Task brief.
Quote the text on fatty acid variation in B. napus seeds word for word, between "Figure 1. Distribution" and "RIL324 and RIL622.", inclusive.

Page extract.
——————————

Phenotypic Variation Correlations of Fatty Acids in Seeds/Traits
Palmitic C16:0, stearic (C18:0), oleic (C18:1), linoleic (C18:2), linolenic (C18:3) fatty acids in the total oil content and seed weight were measured for four replicates in each of the 60 DH lines of the B. napus panel (Tables 1, 2). The population displayed normal, or near-normal, distribution for C16:0, C18:0, C18:1, C18:3, and C20:0 acids, that suggests complexity of their genetic networks (Wang and Ruan, 2012). C18:2 showed a bi-modal distribution which indicated there might be a few genes with a relatively large effect controlling this phenotype (Figure 1). Significant differences (P < 0.001) were found for all phenotypes among the lines (data not shown), as well as a wide range of variation for each of the fatty acids in the total oil concentration. The predominant fatty acid was oleic (C18:1), with the content varying from 59 to 82% with a mean value of 71.7% and a coefficient variation of 28.1. Oleic acid showed weak correlation with seed yield and C20:1 (r = 0.33 and 0.22 respectively), and was negatively correlated with C18:2 and C18:3 acids (r = −0.9 and −0.3 respectively). Linoleic acid (C18:2) was the second most abundant FA varying from 5 to 22% (mean value 13.1%) and a coefficient variation of 28.7. A weak correlation was found between C18:2 and seed weight (r = −0.2). The third most abundant FA in B. napus seed oil; linolenic acid, varied from 4.1 to 12% (mean 7.2) and a coefficient variation of 23. For most of the FAs and seed weight, a number of DH lines had higher or lower content of FAs than the two parents, which indicates a transgressive segregation in this population.
Table 2. Pearson correlations coefficient for the percentage contribution of each fatty acid to the total content of the TAG.
Figure 1. Distribution of fatty acid concentrations in RIL324xRIL622 DH mapping population. Distribution of palmitic (C16:0), stearic (C18:0), oleic (C18:1), linoleic (C18:2), and linolenic (C18:3) fatty acid and seed weight in the RIL324xRIL622 B. napus mapping population lines. Fatty acids were measured as a percentage of the total oil content, mean values are represented as a frequency within the mapping population. Arrows represent fatty acid level in parental lines RIL324 and RIL622.
Skim Genotyping by Sequencing (GBS) Pipeline Results
Individual DH lines were sequenced with an average coverage of 1.2x (range 0.4x to 2.6x). The two parental individuals were sequenced with a coverage of 8.9x and 13.6x. Using these reads, SGSautoSNP called 91,205 SNPs between the two parental individuals, ranging from 84 (chrA08) to 9867 (chrC02) SNPs per chromosome (average: 3778), with an additional 19,422 SNPs identified on unplaced contigs. Low SNP number identified on chromosome A08 is due to no reads mapping for 29.36% of the chromosome in both parents. The SkimGBS pipeline used these SNPs to call 2,009,854 genotypes in total, an average of 29,556 (41.17%) SNPs per individual, ranging from 11,714 (16%) to 49,152 (68%) (Supplementary Table 1).

——————————

Listed entries.
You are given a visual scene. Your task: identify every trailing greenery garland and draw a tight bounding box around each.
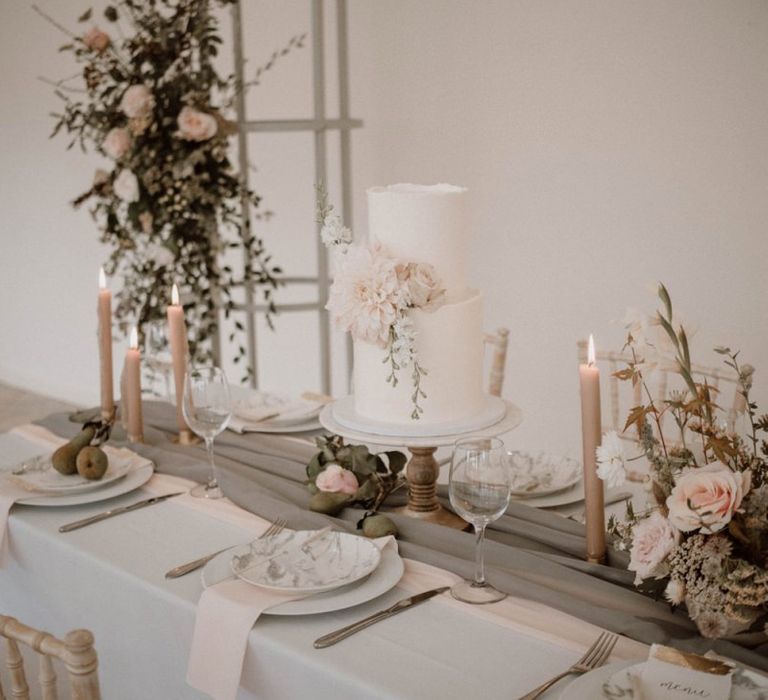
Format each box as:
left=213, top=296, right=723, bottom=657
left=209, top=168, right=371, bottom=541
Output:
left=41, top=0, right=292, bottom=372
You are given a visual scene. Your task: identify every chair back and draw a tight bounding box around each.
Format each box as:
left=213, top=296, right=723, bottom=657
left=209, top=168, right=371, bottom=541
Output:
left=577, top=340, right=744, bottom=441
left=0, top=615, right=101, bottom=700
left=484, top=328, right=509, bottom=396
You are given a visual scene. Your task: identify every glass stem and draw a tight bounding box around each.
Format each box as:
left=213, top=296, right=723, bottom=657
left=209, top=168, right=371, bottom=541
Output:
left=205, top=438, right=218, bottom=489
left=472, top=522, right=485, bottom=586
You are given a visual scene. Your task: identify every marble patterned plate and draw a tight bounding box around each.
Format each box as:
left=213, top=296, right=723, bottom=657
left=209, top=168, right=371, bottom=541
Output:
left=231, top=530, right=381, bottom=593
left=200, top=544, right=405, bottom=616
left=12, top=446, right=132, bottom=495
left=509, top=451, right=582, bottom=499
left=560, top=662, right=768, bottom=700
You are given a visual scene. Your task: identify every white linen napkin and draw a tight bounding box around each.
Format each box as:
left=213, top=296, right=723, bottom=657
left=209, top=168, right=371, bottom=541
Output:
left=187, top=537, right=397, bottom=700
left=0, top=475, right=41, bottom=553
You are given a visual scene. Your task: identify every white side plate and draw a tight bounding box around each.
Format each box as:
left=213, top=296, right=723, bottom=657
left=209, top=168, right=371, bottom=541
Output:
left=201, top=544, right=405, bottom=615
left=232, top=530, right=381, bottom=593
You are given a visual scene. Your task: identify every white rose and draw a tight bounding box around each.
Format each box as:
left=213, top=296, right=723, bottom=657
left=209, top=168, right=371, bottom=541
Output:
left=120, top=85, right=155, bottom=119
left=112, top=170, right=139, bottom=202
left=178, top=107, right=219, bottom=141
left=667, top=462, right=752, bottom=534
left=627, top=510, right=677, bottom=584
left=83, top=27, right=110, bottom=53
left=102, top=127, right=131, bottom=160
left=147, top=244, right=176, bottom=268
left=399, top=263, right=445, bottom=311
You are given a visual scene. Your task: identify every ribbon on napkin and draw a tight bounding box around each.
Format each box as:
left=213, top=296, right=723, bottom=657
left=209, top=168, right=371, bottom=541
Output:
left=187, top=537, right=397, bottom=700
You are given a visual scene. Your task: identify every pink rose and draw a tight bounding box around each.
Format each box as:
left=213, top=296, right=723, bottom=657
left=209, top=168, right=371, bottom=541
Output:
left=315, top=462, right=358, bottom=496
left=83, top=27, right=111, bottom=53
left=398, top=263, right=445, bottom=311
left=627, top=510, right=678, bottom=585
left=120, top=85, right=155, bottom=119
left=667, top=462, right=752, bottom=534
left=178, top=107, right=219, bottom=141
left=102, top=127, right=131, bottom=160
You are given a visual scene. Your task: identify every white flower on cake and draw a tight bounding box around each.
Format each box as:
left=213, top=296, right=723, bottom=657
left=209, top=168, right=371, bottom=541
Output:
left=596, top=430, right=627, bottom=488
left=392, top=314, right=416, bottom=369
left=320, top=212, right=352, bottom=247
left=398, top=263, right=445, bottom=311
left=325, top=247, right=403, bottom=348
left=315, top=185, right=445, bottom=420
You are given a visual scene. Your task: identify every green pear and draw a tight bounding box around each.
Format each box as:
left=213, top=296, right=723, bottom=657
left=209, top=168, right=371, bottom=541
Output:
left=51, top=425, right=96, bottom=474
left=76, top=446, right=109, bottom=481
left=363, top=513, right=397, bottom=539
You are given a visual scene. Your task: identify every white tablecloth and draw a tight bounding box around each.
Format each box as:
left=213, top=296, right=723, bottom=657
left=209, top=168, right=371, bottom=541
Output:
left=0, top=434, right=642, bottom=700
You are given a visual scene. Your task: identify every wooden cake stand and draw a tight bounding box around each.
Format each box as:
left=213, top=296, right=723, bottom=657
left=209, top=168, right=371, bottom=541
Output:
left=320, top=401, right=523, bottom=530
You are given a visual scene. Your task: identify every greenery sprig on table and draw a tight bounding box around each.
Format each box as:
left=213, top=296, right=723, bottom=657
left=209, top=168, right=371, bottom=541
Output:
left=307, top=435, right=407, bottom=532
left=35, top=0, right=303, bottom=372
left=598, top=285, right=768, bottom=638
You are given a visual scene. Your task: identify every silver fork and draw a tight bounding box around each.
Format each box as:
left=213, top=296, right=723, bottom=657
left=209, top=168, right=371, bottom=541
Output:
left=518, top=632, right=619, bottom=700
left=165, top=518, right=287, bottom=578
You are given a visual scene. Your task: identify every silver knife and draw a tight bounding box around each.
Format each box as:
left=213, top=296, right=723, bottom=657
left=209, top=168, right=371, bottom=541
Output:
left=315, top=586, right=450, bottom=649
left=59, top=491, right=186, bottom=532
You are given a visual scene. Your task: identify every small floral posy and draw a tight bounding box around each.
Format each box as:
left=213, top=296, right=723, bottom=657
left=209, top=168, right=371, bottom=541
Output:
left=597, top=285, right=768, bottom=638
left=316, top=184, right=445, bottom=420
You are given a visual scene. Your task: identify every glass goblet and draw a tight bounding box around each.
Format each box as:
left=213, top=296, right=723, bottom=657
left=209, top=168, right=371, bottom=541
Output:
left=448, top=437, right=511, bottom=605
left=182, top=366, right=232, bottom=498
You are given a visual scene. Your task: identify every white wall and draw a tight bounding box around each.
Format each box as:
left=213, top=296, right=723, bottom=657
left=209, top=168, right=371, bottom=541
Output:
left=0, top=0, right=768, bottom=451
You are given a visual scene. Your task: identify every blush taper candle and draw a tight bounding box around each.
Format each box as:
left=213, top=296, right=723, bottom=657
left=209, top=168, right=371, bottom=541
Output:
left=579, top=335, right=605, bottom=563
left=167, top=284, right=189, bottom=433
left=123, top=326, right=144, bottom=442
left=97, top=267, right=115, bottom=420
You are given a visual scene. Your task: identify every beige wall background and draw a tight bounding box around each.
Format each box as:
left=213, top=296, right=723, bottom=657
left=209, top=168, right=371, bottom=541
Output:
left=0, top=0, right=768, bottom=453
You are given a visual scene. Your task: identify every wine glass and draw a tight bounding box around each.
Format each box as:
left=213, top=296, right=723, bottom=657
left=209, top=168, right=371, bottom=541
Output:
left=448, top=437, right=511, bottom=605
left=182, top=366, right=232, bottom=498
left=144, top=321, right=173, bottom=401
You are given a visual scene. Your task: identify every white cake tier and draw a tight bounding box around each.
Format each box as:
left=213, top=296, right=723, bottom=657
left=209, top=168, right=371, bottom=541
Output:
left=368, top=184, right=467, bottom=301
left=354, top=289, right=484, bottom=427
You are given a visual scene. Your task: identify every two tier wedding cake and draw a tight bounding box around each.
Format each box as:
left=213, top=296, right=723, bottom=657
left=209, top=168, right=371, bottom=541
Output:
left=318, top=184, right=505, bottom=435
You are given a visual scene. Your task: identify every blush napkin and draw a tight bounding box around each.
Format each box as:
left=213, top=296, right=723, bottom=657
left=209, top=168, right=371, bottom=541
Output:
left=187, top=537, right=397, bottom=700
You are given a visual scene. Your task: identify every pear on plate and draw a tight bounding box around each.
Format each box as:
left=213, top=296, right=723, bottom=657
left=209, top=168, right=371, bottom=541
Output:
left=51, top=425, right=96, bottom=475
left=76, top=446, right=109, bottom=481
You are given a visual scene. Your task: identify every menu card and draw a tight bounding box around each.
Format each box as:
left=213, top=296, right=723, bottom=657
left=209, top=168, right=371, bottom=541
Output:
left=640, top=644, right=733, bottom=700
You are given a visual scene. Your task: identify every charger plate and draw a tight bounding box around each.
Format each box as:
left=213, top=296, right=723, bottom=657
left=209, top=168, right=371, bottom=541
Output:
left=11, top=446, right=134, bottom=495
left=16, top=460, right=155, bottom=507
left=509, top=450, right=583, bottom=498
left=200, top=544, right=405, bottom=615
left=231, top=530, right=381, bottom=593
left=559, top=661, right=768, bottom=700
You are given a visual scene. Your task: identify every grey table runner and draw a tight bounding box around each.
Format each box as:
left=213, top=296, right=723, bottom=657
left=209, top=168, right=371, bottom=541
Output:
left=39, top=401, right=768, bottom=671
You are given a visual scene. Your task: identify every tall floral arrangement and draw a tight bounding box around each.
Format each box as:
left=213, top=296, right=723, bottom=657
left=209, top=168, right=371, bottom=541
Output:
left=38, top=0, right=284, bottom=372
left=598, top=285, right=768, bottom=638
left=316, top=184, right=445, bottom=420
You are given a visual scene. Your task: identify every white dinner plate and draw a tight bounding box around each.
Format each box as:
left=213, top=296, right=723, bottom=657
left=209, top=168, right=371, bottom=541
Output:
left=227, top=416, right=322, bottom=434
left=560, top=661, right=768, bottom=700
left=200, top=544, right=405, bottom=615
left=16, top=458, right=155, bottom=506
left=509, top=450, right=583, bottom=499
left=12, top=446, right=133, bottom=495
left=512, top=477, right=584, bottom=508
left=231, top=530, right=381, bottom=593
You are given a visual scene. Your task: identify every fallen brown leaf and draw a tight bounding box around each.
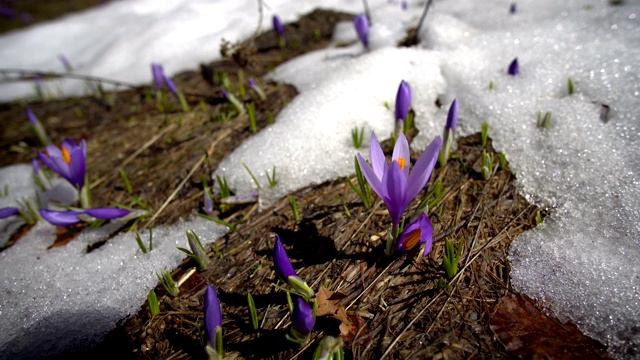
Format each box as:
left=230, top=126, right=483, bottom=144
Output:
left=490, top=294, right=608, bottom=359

——————————

Exercise answer.
Figure 1. Distribution of fatty acid concentrations in RIL324xRIL622 DH mapping population. Distribution of palmitic (C16:0), stearic (C18:0), oleic (C18:1), linoleic (C18:2), and linolenic (C18:3) fatty acid and seed weight in the RIL324xRIL622 B. napus mapping population lines. Fatty acids were measured as a percentage of the total oil content, mean values are represented as a frequency within the mapping population. Arrows represent fatty acid level in parental lines RIL324 and RIL622.